**Requirement:** Each entry that follows should be retyped in full and exactly.

━━━ Record set

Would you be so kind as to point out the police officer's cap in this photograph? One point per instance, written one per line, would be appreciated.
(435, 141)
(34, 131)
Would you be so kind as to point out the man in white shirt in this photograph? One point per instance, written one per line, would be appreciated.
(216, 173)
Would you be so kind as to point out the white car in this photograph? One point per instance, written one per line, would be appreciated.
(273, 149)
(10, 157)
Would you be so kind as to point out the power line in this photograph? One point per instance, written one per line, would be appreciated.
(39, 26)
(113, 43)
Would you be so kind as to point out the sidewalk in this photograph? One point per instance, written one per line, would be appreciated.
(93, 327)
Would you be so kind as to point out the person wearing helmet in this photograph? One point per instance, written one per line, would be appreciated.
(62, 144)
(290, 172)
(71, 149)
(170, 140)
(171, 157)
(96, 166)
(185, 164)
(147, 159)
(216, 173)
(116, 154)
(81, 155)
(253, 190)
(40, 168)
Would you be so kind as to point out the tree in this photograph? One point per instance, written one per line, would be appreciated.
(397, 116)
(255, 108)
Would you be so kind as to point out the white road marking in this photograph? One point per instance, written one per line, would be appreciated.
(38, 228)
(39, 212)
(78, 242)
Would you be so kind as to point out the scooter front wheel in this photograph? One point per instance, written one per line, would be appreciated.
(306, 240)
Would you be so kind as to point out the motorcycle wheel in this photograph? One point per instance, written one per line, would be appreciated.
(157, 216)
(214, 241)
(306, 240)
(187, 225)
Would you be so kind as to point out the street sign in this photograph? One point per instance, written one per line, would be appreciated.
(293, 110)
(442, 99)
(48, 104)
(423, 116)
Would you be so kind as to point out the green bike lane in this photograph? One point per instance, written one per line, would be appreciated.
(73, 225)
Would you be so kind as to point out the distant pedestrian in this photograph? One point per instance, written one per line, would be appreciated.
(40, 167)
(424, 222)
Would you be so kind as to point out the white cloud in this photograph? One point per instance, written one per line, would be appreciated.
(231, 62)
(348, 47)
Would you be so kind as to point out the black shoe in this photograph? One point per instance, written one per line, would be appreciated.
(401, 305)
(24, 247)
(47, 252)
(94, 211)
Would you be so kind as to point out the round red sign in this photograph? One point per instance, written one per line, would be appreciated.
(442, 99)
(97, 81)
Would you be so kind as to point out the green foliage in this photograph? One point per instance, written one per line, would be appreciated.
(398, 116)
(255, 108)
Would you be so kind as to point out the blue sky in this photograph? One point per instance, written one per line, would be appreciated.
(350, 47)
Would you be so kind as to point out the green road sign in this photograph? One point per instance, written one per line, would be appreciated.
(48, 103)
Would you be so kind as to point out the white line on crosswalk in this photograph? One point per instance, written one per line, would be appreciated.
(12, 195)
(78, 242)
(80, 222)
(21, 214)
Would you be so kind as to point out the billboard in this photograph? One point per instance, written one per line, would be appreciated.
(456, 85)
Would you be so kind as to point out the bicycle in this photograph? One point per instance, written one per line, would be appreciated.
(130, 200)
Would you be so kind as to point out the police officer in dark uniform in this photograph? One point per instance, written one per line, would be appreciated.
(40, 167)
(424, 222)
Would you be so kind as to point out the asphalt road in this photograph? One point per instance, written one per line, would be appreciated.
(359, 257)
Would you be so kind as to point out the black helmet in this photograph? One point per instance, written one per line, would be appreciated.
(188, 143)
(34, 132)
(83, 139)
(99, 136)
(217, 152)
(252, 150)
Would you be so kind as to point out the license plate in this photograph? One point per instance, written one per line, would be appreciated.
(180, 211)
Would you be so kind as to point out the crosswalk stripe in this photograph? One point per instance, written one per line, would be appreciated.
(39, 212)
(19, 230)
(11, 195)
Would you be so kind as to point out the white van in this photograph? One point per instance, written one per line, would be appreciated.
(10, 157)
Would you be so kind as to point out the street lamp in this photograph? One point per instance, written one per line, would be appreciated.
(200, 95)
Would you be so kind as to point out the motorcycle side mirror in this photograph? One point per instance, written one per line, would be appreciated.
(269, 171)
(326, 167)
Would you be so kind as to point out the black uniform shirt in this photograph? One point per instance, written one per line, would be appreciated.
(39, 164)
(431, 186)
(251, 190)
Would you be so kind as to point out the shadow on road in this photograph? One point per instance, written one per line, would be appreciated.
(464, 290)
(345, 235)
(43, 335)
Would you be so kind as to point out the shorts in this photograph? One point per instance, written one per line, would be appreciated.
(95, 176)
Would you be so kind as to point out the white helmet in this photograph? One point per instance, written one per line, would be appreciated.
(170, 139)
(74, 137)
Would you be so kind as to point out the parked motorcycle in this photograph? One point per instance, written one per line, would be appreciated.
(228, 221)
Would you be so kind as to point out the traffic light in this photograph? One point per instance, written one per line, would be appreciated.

━━━━━━

**Expected answer:**
Would you be so kind as to point out the police officer's cap in this photograph? One point per instance, written one per line, would be appreciated.
(435, 141)
(34, 131)
Would you be so kind as to point out the man in white shirt in this photograph? One point per instance, written one per line, would be appreciated.
(216, 173)
Would you be so kind as to point out the white car in this photograph? One point per instance, written one per line, would be appreciated.
(273, 149)
(10, 157)
Would you be so kind as to point out the power line in this photograph? One point per instance, written one per line, would be appreciated.
(39, 26)
(113, 43)
Would you be so kind as to point out the sidewalk in this photograph? One point per instance, written one per line, would be appreciated.
(93, 327)
Would you be so kind as to point out the person wearing helmet in this photograph? One point per instance, written one per line, would be appreciated.
(62, 144)
(290, 172)
(71, 149)
(170, 140)
(171, 157)
(96, 166)
(185, 164)
(147, 159)
(216, 173)
(116, 154)
(81, 155)
(253, 190)
(40, 168)
Would you be so kind as to point out the tree in this photograph? One point per instance, written one per line, would be appreciated.
(397, 116)
(255, 108)
Would you be so kind as to point out the white road marking in this photograph? One point per instance, written one per line, would be appreciated.
(38, 228)
(39, 212)
(78, 242)
Would you be so kind as to point out the scooter front wheel in this photograph? One point per instance, written one per line, would be appreciated.
(306, 240)
Would you be so kind as to point out the motorcycle wheel in this photograph? One point per instance, written one per line, would be appreciated.
(157, 216)
(214, 241)
(306, 240)
(187, 225)
Would you be so kind as to point out the street sign in this photograph? One point per instance, written one per line, would be appreciated.
(293, 110)
(442, 99)
(48, 104)
(423, 116)
Would you be so kind as to point out the green bike lane in this photograph? One point per instance, written one per line, would be appreciated.
(73, 225)
Would you be so kind as to point out the distant pedestrian in this photograph? One point per instance, written one per line, would be appreciated.
(40, 167)
(424, 222)
Would you be so kind as to point out the white cloud in this photograph? One point per instance, written one per line, would be appreciated.
(231, 62)
(348, 47)
Would you be so kind as to point out the black shoe in this photograph? One point per instance, written one per line, would be appreciated.
(401, 305)
(24, 247)
(47, 252)
(94, 211)
Would you be so kind as to point out the round red sign in this photograph? One point per instance, written one per line, would be appreciated.
(442, 99)
(97, 81)
Would you be so kind as to point out the green foliage in this photograph? One point per instance, written one per line, would be appreciated.
(398, 116)
(255, 108)
Would you be so kind as to point out the blue sky in this photograph? One point per instance, written one per line, would be appreciated.
(350, 47)
Would you be so kind as to point out the green road sign in this photograph? One point per instance, written one per line, would be appreciated.
(48, 103)
Would you be so kind as to point out the white line on crosswalk in this photograph? One point per instance, written one per line, would be appreciated.
(12, 195)
(78, 242)
(80, 222)
(21, 214)
Would you be so kind as to point out the billboard in this photograph? One point per instance, written one per line, would be appreciated.
(456, 85)
Would you be so kind as to point out the bicycle in this photograph? One point per instance, written one per line, would be appreciated.
(130, 200)
Would you be so kind as to point out the police officer in dark uniform in this photograph? One point per instance, written one per line, would be appreciated.
(40, 167)
(424, 222)
Would you be so kind as to point out the asphalt road in this photograph? One point per instance, written one per line, would be appreciated.
(359, 257)
Would you be so kind as to point out the black helmet in this photograph? One point per instance, written one per line, would be appreciated.
(188, 143)
(34, 132)
(83, 139)
(99, 136)
(217, 152)
(252, 150)
Would you be so kind as to point out the license plate in this photograph? One point per instance, written one per line, would be appreciated.
(180, 211)
Would you be so kind as to point out the crosswalk stripe in this photograph? One point per instance, written one per line, would be appreciated.
(39, 212)
(19, 230)
(11, 195)
Would you be so kind as to point out the white van in this photograph? One point per instance, written one per line, would be appreciated.
(10, 157)
Would you be so kind as to point out the street lamp in this photograph? One point per instance, written one per line, would be appreciated.
(200, 95)
Would you be so kind as to point out the motorcycle side mirror in this photograph? One point per instance, written one per line, would be appreciated.
(269, 171)
(326, 167)
Would you be so kind as to point out the black uniform shirt in this photograph? One point per instance, written one per line, would be appreciated.
(39, 164)
(431, 186)
(251, 190)
Would you be so kind as to point out the shadow on road in this photograph? One point per instance, written one per line, would be appreciated.
(464, 290)
(345, 235)
(43, 335)
Would you be so kind as to point out the shorts in this photograph? One point per instance, written one per line, would be appreciated.
(95, 176)
Would you be so kind as to point out the white helmet in this photograph? One point per instance, written one per line, would be appreciated.
(170, 139)
(74, 137)
Would you be so kind as to point out the parked motorcycle in this photograph? One point per instance, written one per line, would be appreciated.
(228, 221)
Would you be so kind as to point out the traffic light in this photograph? One point per instance, written one per line, would be appreciated.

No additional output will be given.